### [PROVIDED RECORDS]
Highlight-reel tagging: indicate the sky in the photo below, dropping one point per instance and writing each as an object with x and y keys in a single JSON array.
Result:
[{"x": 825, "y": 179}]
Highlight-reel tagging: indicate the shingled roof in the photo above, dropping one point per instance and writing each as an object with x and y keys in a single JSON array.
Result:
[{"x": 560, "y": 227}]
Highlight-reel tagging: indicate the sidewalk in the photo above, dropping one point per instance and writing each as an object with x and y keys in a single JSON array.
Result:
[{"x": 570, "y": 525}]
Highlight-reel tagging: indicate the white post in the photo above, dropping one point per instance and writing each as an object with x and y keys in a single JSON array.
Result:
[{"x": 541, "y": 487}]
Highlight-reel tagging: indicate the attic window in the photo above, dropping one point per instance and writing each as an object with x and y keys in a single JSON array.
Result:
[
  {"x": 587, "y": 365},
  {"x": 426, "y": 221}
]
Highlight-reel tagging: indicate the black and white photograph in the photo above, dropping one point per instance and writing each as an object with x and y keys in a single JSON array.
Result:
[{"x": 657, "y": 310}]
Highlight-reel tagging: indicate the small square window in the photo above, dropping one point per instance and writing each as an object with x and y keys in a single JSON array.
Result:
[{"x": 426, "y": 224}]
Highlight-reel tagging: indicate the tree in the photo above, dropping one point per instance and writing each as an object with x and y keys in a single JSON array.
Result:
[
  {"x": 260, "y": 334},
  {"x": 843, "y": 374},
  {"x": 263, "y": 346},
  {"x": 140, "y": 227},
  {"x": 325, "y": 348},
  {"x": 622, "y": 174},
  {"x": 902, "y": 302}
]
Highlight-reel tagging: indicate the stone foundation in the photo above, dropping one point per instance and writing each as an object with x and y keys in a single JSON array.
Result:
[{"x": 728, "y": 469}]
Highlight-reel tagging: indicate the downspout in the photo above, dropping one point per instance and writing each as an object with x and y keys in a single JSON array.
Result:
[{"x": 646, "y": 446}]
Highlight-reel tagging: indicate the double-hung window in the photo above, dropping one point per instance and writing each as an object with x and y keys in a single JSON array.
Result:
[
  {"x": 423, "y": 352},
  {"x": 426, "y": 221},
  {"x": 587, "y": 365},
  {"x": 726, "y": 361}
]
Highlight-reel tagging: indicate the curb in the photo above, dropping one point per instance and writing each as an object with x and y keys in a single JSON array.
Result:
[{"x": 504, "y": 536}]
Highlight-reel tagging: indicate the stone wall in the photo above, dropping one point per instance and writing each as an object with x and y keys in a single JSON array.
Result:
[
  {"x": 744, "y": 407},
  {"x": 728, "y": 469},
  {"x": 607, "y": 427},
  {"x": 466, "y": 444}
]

### [EXERCISE DETAILS]
Recast every line of the records above as a JSON array of strings, one string per line, with blank lines omitted.

### [FINAL RESULT]
[
  "Highlight-reel tagging: indicate the sky in the photo below, dropping one point per instance and writing each as an object with x and y keys in a single JSON array.",
  "Result:",
  "[{\"x\": 825, \"y\": 179}]",
  "Highlight-reel tagging: indicate the shingled roof in the photo above, dropping one point per instance and writing each as an object with x and y keys in a single JSON array.",
  "Result:",
  "[{\"x\": 560, \"y\": 227}]",
  "Highlight-reel tagging: indicate the sidewalk in the photo above, dropping one point per instance and writing each as an object with x and y keys in a single JSON array.",
  "Result:",
  "[{\"x\": 570, \"y\": 525}]",
  "Highlight-reel tagging: indicate the white post in the photo above, dropping one point per instance and writing each as an object with x and y keys in a single JSON array.",
  "Result:",
  "[{\"x\": 541, \"y\": 487}]",
  "Highlight-reel tagging: indicate the attic window in the photo above, dropping one point per instance and writing each as an object with x and y keys in a single JSON array.",
  "Result:",
  "[",
  "  {\"x\": 587, \"y\": 365},",
  "  {\"x\": 426, \"y\": 221}",
  "]",
  "Highlight-reel tagging: indicate the black and white photograph in the photo above, dropping one point per instance and writing each as an object with x and y keys in a single JSON array.",
  "Result:",
  "[{\"x\": 657, \"y\": 310}]",
  "Highlight-reel tagging: indicate the small square window in the photo above, dropping one point per instance and writing each as an object with x and y keys in a single JSON array.",
  "Result:",
  "[{\"x\": 426, \"y\": 224}]",
  "Highlight-reel tagging: indicate the tree in the photo above, dropping one point per instance and writing each as an object with x and y keys in a single JSON array.",
  "Result:",
  "[",
  "  {\"x\": 260, \"y\": 334},",
  "  {\"x\": 843, \"y\": 374},",
  "  {\"x\": 263, \"y\": 346},",
  "  {\"x\": 140, \"y\": 227},",
  "  {\"x\": 325, \"y\": 348},",
  "  {\"x\": 622, \"y\": 174},",
  "  {\"x\": 902, \"y\": 302}",
  "]",
  "Highlight-reel tagging: indicate the stone foundation in the photo above, dropping one point per instance and writing each as an object with x and y keys in a single JSON array.",
  "Result:",
  "[{\"x\": 728, \"y\": 469}]",
  "Highlight-reel tagging: indicate the downspout in the photo above, dropping one point per instance and writing each as an object with x and y keys in a single JSON array.",
  "Result:",
  "[{\"x\": 646, \"y\": 446}]",
  "Highlight-reel tagging: indicate the double-hung window in the photo above, dropping one point per instance and writing each as an object with x and y keys in a single JSON array.",
  "Result:",
  "[",
  "  {\"x\": 423, \"y\": 352},",
  "  {\"x\": 426, \"y\": 221},",
  "  {\"x\": 587, \"y\": 365},",
  "  {\"x\": 726, \"y\": 361}",
  "]",
  "Highlight-reel tagging: indicate the curb in the photo above, dropping one point per instance and writing each as an object with x and y keys in a single JSON array.",
  "Result:",
  "[{\"x\": 504, \"y\": 536}]",
  "Highlight-reel tagging: indicate the stone wall in the photo above, dropping one point per instance and writing each as an object with x and y keys in a single JSON array.",
  "Result:",
  "[",
  "  {\"x\": 744, \"y\": 407},",
  "  {\"x\": 728, \"y\": 469},",
  "  {\"x\": 607, \"y\": 427},",
  "  {\"x\": 466, \"y\": 444}",
  "]"
]